**The problem**
Write the material out again in full, exactly.

**Task inputs**

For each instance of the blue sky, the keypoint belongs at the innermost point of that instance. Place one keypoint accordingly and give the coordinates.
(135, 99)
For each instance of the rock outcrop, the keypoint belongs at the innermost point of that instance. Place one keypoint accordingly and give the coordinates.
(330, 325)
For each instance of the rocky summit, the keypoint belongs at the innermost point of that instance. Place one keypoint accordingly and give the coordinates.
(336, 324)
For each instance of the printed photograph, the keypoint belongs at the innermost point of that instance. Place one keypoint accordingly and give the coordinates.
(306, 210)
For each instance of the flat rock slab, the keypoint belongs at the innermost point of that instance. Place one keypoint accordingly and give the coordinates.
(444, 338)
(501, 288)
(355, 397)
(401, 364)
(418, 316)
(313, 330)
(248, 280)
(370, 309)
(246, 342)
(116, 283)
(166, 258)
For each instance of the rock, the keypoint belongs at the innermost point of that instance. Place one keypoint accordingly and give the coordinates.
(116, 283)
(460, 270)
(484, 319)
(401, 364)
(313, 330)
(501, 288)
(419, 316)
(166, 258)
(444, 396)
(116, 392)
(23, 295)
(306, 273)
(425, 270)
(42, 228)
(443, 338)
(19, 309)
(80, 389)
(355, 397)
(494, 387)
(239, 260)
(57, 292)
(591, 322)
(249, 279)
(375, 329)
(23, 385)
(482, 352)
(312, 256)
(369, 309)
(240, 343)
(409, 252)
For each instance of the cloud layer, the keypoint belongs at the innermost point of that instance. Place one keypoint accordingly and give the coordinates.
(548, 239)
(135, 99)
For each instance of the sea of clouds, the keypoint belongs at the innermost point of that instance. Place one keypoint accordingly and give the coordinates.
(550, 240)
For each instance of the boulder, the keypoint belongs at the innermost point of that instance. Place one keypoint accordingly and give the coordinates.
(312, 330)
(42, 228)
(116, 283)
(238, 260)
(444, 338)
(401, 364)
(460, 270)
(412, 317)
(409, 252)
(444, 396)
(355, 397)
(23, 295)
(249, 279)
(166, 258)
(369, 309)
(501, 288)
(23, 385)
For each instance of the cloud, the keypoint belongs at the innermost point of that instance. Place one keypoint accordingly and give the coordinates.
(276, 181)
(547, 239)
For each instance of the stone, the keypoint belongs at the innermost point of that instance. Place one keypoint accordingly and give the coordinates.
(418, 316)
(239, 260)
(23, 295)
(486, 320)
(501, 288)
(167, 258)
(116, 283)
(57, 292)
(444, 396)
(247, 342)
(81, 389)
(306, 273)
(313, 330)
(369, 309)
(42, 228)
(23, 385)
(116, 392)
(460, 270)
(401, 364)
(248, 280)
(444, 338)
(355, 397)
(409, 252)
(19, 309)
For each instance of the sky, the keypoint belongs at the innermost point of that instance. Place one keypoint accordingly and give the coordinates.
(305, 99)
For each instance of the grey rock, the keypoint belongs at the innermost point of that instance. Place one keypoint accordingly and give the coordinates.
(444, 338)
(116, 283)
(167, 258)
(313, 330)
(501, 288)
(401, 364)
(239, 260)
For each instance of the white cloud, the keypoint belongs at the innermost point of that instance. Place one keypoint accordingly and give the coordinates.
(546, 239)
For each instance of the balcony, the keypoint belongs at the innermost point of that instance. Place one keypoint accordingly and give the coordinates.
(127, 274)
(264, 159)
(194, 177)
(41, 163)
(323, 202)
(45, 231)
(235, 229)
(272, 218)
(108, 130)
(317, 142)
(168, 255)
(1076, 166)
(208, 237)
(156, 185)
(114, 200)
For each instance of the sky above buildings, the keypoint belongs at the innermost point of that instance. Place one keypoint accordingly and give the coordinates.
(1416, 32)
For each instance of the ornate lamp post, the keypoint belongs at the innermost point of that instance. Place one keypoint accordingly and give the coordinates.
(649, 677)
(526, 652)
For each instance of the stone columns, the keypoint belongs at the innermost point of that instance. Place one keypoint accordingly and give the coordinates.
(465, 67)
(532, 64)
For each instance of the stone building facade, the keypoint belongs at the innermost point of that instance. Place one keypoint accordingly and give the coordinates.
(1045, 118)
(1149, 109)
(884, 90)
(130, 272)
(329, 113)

**Finished task**
For each instance of the blue sky, the keypoint belongs at the innermost point of that instance. Place one keypoint accordingly and give the coordinates.
(135, 99)
For each instance of the rock outcrop, the keypoint belongs at the innermost point of that instance. Place one keypoint accordingly and give the coordinates.
(330, 325)
For each instance of the rocky summit, the keypoint belongs at the innermost point of that instance. Place one keypoint accordingly and give the coordinates.
(336, 324)
For each instance of the printed photograph, the keypoint belongs at the innermost point of that instance. Place one keypoint accordingly and give the coordinates.
(306, 210)
For each instance of the flat rock slab, the keypoint belongs at the innermost point of that instance. Place one keypoint accordingly and give the coordinates.
(444, 338)
(501, 288)
(355, 397)
(401, 364)
(418, 316)
(313, 330)
(248, 280)
(370, 309)
(246, 342)
(116, 283)
(166, 258)
For each instance of the rock, the keypoint belongs at the innermost point of that instance. Place one keypoint accordingly and give the coordinates.
(116, 283)
(460, 270)
(484, 319)
(401, 364)
(313, 330)
(501, 288)
(419, 316)
(166, 258)
(444, 396)
(116, 392)
(23, 295)
(306, 273)
(425, 270)
(42, 228)
(443, 338)
(19, 309)
(80, 389)
(355, 397)
(494, 387)
(239, 260)
(57, 292)
(591, 322)
(249, 279)
(375, 329)
(23, 385)
(482, 352)
(312, 256)
(369, 309)
(240, 343)
(409, 252)
For each instance of the cloud layer, the keypoint belongs at the innermost point of that instance. Place one keypoint accordingly and give the coordinates.
(548, 239)
(135, 99)
For each instance of the sea of clouds, the keypoint belongs at the innermost point of that instance. Place one keypoint accordingly and give the coordinates.
(550, 240)
For each instance of the boulder, the keypoint belongs at the innermost point of that instance. Place one keypoint accordingly and give the coordinates.
(312, 330)
(42, 228)
(116, 283)
(238, 260)
(444, 338)
(401, 364)
(460, 270)
(412, 317)
(409, 252)
(444, 396)
(355, 397)
(23, 295)
(249, 279)
(166, 258)
(369, 309)
(501, 288)
(23, 385)
For each instance of the cloud, the keypoint belongs at the innermost point of that instance. Place one keypoint accordingly and give the coordinates.
(276, 181)
(547, 239)
For each instance of the stone, the keypoint belongs at the innermost point of that instance. Place one keypoint accordingly and give the coordinates.
(418, 316)
(239, 260)
(23, 295)
(486, 320)
(501, 288)
(167, 258)
(116, 283)
(57, 292)
(444, 396)
(247, 342)
(81, 389)
(306, 273)
(313, 330)
(369, 309)
(42, 228)
(23, 385)
(116, 392)
(460, 270)
(401, 364)
(248, 280)
(444, 338)
(355, 397)
(409, 252)
(19, 309)
For each instance of the sky, the keypoint belongs at the innermost point of that instance. Place one keypoint accordingly and give the coordinates.
(305, 99)
For each instance of the grey rock, the keypoint belongs at the innermost point of that instance. Place one keypoint accordingly and give the coordinates.
(444, 338)
(116, 283)
(167, 258)
(313, 330)
(501, 288)
(401, 364)
(239, 260)
For each instance of the white cloud, the keypoint belongs at the innermost point of that instance. Place one keypoint accordingly and give the coordinates.
(546, 239)
For each instance of the balcony, the keypoint belongs at the innermost point of that instance. Place one keypoint accordingly and give the coordinates.
(127, 274)
(264, 159)
(194, 177)
(41, 163)
(323, 202)
(45, 231)
(235, 229)
(272, 218)
(108, 130)
(317, 142)
(168, 255)
(1076, 166)
(208, 237)
(156, 185)
(114, 200)
For each instance of the sky above buildings, the keypoint belongs at the innermost point of that instance. Place one keypoint accordingly and give the coordinates.
(1416, 32)
For each instance of the ornate lamp post, the keypoint belongs at the innermost point of that instance. Place one keypoint accordingly and give the coordinates.
(649, 677)
(526, 652)
For each instance of the stone columns, the keypoint belongs at the innermost point of that instance. Place one keypoint accordingly and give the coordinates.
(465, 67)
(532, 64)
For each instance of the stone building facade, the keypoint belongs at the innermost point of that instance. Place one keypoint accordingly and give the coordinates.
(1045, 118)
(1149, 109)
(884, 90)
(130, 272)
(329, 113)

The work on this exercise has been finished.